- [Rows from a pointing dataset]
**********

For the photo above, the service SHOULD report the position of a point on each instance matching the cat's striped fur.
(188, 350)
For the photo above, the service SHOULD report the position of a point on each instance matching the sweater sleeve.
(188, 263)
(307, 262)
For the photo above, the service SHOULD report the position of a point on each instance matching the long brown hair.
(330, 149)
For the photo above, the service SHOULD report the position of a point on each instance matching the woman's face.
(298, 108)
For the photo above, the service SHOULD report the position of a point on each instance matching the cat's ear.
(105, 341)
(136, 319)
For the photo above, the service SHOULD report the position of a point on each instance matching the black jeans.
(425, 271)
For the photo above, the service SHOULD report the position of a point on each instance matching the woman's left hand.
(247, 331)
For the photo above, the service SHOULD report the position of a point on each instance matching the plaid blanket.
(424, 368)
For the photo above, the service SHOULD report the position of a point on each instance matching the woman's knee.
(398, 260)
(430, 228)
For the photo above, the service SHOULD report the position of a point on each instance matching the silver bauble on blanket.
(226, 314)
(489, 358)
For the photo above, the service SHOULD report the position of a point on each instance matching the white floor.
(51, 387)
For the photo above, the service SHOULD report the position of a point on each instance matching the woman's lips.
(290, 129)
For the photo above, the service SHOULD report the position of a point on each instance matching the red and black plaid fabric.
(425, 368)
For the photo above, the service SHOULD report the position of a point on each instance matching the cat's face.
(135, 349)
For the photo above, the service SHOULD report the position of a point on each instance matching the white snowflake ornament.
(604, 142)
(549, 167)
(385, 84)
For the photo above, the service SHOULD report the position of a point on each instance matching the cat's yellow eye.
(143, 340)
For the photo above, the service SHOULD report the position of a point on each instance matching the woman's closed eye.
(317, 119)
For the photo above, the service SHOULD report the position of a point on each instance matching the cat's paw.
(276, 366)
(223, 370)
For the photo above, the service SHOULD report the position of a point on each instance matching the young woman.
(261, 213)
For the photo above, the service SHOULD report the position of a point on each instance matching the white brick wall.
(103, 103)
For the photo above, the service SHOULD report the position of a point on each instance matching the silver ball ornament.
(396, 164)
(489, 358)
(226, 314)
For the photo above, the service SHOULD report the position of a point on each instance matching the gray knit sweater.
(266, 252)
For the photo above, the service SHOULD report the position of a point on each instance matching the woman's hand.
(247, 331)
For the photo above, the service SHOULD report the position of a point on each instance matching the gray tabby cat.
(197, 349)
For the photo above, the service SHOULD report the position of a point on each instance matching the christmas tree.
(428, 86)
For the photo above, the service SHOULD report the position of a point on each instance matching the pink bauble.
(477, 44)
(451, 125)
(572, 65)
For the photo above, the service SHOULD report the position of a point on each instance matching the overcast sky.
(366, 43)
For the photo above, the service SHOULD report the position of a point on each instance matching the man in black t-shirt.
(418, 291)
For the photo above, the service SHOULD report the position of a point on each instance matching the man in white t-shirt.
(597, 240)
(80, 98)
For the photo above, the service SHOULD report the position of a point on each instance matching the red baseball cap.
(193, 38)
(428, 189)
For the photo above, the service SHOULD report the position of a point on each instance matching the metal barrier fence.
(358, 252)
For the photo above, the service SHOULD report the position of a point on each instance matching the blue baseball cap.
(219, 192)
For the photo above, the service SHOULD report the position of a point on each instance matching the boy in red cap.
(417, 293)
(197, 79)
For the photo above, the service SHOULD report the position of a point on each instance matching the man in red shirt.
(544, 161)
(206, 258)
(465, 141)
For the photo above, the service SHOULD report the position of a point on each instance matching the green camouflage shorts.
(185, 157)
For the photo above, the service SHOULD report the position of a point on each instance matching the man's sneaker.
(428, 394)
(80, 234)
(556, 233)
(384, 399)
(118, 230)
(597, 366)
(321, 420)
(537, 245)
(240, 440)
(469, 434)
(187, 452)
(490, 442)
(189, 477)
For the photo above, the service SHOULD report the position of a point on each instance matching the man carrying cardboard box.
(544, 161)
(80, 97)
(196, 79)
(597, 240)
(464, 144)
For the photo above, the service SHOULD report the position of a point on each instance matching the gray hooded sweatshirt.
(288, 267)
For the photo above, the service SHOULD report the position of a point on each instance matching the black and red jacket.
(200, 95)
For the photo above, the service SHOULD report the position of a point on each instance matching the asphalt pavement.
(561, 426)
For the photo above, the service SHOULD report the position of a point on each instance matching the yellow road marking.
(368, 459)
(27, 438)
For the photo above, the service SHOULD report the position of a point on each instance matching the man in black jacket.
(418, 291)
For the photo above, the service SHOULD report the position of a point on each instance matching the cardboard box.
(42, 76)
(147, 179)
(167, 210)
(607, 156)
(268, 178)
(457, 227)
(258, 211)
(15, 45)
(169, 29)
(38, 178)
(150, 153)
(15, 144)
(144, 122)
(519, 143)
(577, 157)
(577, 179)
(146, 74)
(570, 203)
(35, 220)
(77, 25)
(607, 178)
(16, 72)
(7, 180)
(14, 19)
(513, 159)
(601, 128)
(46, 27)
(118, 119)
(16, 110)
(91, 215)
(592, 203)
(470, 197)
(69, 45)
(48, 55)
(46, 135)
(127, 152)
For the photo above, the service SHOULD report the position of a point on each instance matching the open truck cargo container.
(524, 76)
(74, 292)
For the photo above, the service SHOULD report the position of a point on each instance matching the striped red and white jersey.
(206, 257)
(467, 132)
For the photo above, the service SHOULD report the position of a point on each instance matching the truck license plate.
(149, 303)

**********

- [INSTRUCTIONS TO FOLLOW] All of the entries must be written out exactly as they stand.

- [WORKED ANSWER]
For the photo above, the service SHOULD report the position of a point on each instance matching the cat's striped fur.
(188, 350)
For the photo above, the service SHOULD report the position of a point on each instance matching the sweater sleeve.
(188, 263)
(307, 262)
For the photo above, the service SHOULD report the position of a point on each instance matching the long brown hair.
(330, 149)
For the photo above, the service SHOULD report the position of a point on each instance matching the woman's face.
(298, 108)
For the photo above, the service SHOULD report the position of a point on each instance matching the cat's ear.
(105, 341)
(136, 319)
For the photo above, the service SHOULD report the position of a point on each instance matching the black jeans.
(425, 271)
For the photo above, the service SHOULD report the position of a point on each instance matching the woman's left hand.
(247, 331)
For the photo above, the service SHOULD report the position of a point on each instance matching the plaid blanket.
(424, 368)
For the photo above, the service SHOULD report the position of a point on each instance matching the woman's knee.
(398, 260)
(430, 228)
For the photo above, the service SHOULD report the position of a point on each instance matching the silver bauble on blanket.
(226, 314)
(489, 358)
For the photo above, the service SHOULD report the position of a point on each instance matching the white floor.
(51, 387)
For the photo above, the service SHOULD report the position of a point on each instance matching the woman's lips.
(290, 129)
For the photo above, the service SHOULD report the position of a point on each instance matching the red and black plaid fabric.
(425, 368)
For the photo above, the service SHOULD report the position of a point on each instance matching the cat's face.
(135, 349)
For the photo above, the service SHOULD report the position of a point on each instance matching the white snowflake ornament.
(604, 142)
(549, 167)
(385, 84)
For the photo above, the service SHOULD report the position of a point on each instance matching the cat's yellow eye.
(143, 340)
For the photo above, the service SHOULD report the position of a point on each instance matching the woman's closed eye.
(317, 119)
For the photo above, the service SHOULD report the position of a point on each instance matching the cat's paw.
(276, 366)
(223, 370)
For the photo above, the service SHOULD report the position of a point on each instance matching the young woman.
(261, 213)
For the photo above, the service SHOULD report the position of a point on each instance matching the white brick wall.
(103, 103)
For the photo above, the service SHOULD report the position of a point on each instance matching the silver ball ornament.
(396, 164)
(489, 358)
(226, 314)
For the photo above, the service SHOULD report the position of a point on each instance matching the gray knit sweater.
(266, 252)
For the photo above, the service SHOULD report the position of a point on each instance matching the woman's hand.
(247, 331)
For the photo above, the service SHOULD report the position of a point on each instance matching the gray tabby cat.
(197, 349)
For the photo above, the service SHOULD report the position of a point on each instance matching the christmas tree.
(428, 86)
For the photo above, the service SHOULD report the position of a point on each instance matching the pink bauble.
(477, 44)
(451, 125)
(572, 65)
For the photo above, the service SHOULD report the position of a point on each instance matching the overcast sky.
(366, 43)
For the photo above, the service SHOULD report the position of a point on each instance matching the man in black t-shirt.
(418, 291)
For the photo above, the service SHOULD report the position of a point on each instance matching the man in white t-shirt.
(597, 240)
(80, 98)
For the photo above, the service SHOULD report the position of a point on each instance matching the red baseball cap.
(193, 38)
(428, 189)
For the photo above, the service SHOULD report the position of a point on each instance matching the metal barrier fence.
(358, 252)
For the photo above, the service SHOULD report the position of a point on each instance matching the blue baseball cap.
(219, 192)
For the photo above, the service SHOULD report the position of a point on each instance matching the boy in red cap.
(417, 293)
(197, 79)
For the photo above, the service SHOULD report the position of a point on each instance matching the man in red shirt.
(544, 161)
(206, 258)
(465, 141)
For the photo above, the service SHOULD report the position of a point on each instance matching the green camouflage shorts.
(185, 157)
For the photo above, the service SHOULD report the position of a point on each instance matching the man's sneaker.
(428, 394)
(80, 234)
(556, 233)
(384, 399)
(118, 230)
(597, 366)
(321, 420)
(537, 245)
(240, 440)
(469, 434)
(187, 452)
(490, 442)
(189, 477)
For the photo above, the service SHOULD report the position of a point on each instance matching the man carrying cardboard box.
(544, 161)
(80, 97)
(196, 79)
(597, 240)
(464, 144)
For the photo above, the service SHOULD report the position of a point on each instance matching the gray hooded sweatshirt.
(288, 267)
For the photo above, the service SHOULD report the position of a point on each instance matching the black and red jacket.
(200, 95)
For the photo above, the service SHOULD report the position of a point on each instance matching the asphalt pavement.
(561, 426)
For the photo above, the service SHOULD report the position of a point on each instance matching the yellow road marking.
(368, 459)
(27, 438)
For the photo above, the service SHOULD report the position of a point on each instance matching the man in black jacket.
(418, 291)
For the photo above, the service SHOULD report the position of a point on each instance matching the cardboard box.
(42, 76)
(147, 179)
(167, 210)
(607, 156)
(268, 178)
(457, 227)
(258, 211)
(15, 45)
(169, 29)
(38, 178)
(150, 153)
(15, 144)
(144, 122)
(519, 143)
(577, 157)
(577, 179)
(146, 74)
(570, 203)
(35, 220)
(77, 25)
(607, 178)
(16, 72)
(7, 180)
(14, 19)
(513, 159)
(601, 128)
(46, 27)
(118, 119)
(16, 110)
(91, 215)
(592, 203)
(470, 197)
(69, 45)
(48, 55)
(46, 135)
(127, 152)
For the photo above, the service SHOULD report the position of a point on each instance matching the open truck cargo container.
(524, 76)
(74, 292)
For the photo above, the service SHOULD report the position of a point on each instance matching the striped red and white jersey.
(206, 257)
(467, 132)
For the photo above, the service SHOULD report the position of a point on each instance matching the truck license plate.
(149, 303)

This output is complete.